Transcribe every record without leaving anything out or changing a word.
──────── DATASET CONTENT
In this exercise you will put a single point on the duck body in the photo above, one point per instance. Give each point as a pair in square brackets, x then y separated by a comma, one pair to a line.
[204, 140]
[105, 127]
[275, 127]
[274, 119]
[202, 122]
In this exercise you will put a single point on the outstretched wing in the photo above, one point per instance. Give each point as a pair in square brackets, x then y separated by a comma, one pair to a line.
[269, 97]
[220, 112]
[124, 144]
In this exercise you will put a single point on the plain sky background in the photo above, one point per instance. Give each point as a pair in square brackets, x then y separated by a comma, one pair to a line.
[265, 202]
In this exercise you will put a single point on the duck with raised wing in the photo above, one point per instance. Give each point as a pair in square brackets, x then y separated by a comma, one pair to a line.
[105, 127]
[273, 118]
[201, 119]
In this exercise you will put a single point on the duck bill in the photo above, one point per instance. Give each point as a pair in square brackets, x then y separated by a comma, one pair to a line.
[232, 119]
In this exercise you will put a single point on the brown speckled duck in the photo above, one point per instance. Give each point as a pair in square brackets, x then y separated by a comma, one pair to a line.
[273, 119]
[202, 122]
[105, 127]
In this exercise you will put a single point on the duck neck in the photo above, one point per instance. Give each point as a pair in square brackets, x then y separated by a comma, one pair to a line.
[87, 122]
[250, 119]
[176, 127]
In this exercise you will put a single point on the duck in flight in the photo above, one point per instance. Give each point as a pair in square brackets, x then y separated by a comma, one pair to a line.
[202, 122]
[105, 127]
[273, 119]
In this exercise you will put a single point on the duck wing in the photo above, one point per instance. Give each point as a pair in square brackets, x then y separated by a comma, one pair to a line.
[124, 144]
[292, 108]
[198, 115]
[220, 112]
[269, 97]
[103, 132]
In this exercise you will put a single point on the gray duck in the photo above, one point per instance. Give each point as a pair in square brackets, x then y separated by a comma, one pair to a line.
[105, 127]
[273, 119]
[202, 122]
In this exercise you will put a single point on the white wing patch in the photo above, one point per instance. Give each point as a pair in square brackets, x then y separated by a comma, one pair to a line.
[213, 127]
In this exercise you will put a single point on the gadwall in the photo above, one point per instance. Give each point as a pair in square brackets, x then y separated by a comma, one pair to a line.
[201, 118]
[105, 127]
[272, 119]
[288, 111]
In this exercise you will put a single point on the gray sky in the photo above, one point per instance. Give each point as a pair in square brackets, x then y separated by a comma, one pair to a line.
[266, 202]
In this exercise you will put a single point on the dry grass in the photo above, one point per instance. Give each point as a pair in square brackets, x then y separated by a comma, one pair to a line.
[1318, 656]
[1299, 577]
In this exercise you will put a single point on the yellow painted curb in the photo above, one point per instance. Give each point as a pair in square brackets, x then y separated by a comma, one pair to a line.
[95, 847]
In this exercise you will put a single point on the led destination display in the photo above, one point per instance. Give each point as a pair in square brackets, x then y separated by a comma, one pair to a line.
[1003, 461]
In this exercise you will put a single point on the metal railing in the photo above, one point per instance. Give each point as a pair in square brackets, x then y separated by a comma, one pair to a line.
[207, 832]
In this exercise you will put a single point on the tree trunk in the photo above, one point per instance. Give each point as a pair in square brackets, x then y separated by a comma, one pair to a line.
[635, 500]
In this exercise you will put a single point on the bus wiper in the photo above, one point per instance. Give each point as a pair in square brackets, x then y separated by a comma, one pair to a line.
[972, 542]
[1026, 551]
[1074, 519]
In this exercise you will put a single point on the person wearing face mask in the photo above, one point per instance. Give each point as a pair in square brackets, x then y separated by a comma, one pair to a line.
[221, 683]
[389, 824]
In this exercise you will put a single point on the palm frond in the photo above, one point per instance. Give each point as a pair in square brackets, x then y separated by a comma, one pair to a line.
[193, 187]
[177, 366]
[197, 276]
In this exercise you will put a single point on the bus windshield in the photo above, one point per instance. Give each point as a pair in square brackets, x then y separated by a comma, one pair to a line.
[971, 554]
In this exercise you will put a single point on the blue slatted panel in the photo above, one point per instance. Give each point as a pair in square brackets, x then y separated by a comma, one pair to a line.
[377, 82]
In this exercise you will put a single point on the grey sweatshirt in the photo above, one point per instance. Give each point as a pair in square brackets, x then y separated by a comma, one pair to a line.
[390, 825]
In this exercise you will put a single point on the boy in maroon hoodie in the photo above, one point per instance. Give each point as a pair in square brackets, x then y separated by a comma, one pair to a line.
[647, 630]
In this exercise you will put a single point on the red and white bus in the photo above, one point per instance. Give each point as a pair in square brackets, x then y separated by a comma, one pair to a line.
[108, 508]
────────────────
**EXERCISE SOLUTION**
In this exercise you will put a single point on the duck body in the photo above, one point per instance. Give each point as a pair in square brackets, x then y separated by a comma, one pair to a line.
[204, 140]
[105, 127]
[275, 127]
[274, 119]
[202, 122]
In this exercise you will put a single point on the outstretched wing in the photo above, one point per instance. Give each point as a pair in square brackets, x then y separated by a comma, one pair to a line.
[269, 97]
[220, 112]
[124, 144]
In this exercise you will put a single point on the plain sky background in the photo above, one point per instance. Give each point as a pair in square brackets, x then y separated by a comma, one pair to a line.
[265, 202]
In this exercise you will put a single point on the duck with raised wing in the photo above, one point per instance. Give each point as a pair in square brackets, x then y separated by a comma, one pair to a line.
[105, 127]
[273, 118]
[201, 119]
In this exercise you will put a single point on the duck bill in the photo above, one point per instance. Give each point as a pair in square brackets, x then y separated by a comma, one pair to a line.
[232, 119]
In this exercise you will put a single point on the brown speckled duck in the photo above, one point per instance. Give each point as a pair in square brackets, x then y separated by a comma, one pair to a line.
[273, 119]
[202, 122]
[105, 127]
In this exercise you will put a single point on the duck neck in the photo above, one point per instance. Give each point as a pair in square brackets, x then y separated by a comma, one pair to a line.
[87, 122]
[250, 119]
[176, 127]
In this exercise you will put a single point on the duck in flight in the photo above, one point per instance. Give each point as a pair in square brackets, x then y separated by a comma, one pair to a line.
[202, 122]
[105, 127]
[273, 119]
In this exercise you will put a single point on the duck wing in the photo above, one point per instance. Give each point as a pair in square brackets, x then y separated by a comma, one pair to a line.
[124, 144]
[292, 108]
[198, 115]
[220, 112]
[269, 97]
[103, 132]
In this exercise you will put a single point on the gray duck in the photo above, one point per instance. Give each point as a pair in square brackets, x then y separated by a comma, one pair to a line.
[105, 127]
[273, 119]
[202, 122]
In this exercise you will put a single point on the white wing patch in the photo above, one point per instance. Give each point as a pair in square brackets, x then y separated by a comma, one pair to a line.
[213, 127]
In this exercise you will put a single point on the gadwall in the photo above, one point per instance. Give each point as a pair in square brackets, x then y separated by a comma, one pair to a line.
[201, 118]
[105, 127]
[272, 119]
[288, 111]
In this exercise you will put a single point on the gray sky in the photo above, one point per instance. Give each point as a pair in square brackets, x then y separated by a comma, one pair to a line.
[266, 202]
In this exercise you will put a single point on the dry grass in the photo above, one point per instance. Give each point as a pair in square brackets, x then y separated by a comma, one pair to a line.
[1318, 656]
[1299, 577]
In this exercise you will put a single point on the yellow painted curb in the photo above, one point per instance. Give each point as a pair in square brackets, x then y separated by a comma, one pair to a line.
[95, 847]
In this exercise you will put a single point on the led destination display in the photo above, one point per instance. Give each point as a pair in square brackets, x then y separated by a comma, one pair to a line.
[1003, 461]
In this exercise you will put a single point on the metal railing in the photo above, one point per instance. Give each point as a pair in square brackets, x then y separated by a comma, one pair to a line.
[207, 832]
In this exercise you will put a single point on the tree trunk in the photo above, one point per instance. Give each point as a pair in square brackets, x then y separated by a comma, one pair to a line.
[635, 500]
In this exercise you will put a single point on the bus wiper in the photo above, one point per instance. Give each point as a pair in square brackets, x then y separated by a comma, one pair to a line.
[972, 542]
[1026, 551]
[1074, 519]
In this exercise you will put a single point on the person wearing face mask in the photo above, one point per instance. Give each point as a pair in square brackets, x then y separated by a comma, one pair to a line.
[221, 683]
[389, 824]
In this exercise you will put a single point on the palm frond in the photo above, one point per instance. Give each point as a pair in square brackets, x then y separated by a comma, one pair to a line.
[193, 187]
[177, 366]
[197, 276]
In this exercise you will put a single point on the bus windshield in the photo above, one point per instance. Give each point as a pair in square brackets, x then y separated by a comma, one pair to a line.
[971, 554]
In this exercise you will put a single point on the blue slatted panel in the photo above, one point per instance. Give each point as a pair in square brackets, x then y separated by a comma, one pair to a line.
[377, 82]
In this exercise you will put a single point on the grey sweatshirt in the photo above, one point per instance. Give each point as a pair in square brackets, x then y separated by a comma, one pair to a line.
[390, 825]
In this exercise you will put a single point on the boy in maroon hoodie in the photo above, one point per instance. Give each point as a pair in square brackets, x then y separated by a comma, one pair to a line.
[647, 630]
In this exercise you will put a single point on the red and white bus in the photo above, one point per instance. Give each point as a pair in square brackets, x then y separated by a comma, one pair to a line.
[108, 508]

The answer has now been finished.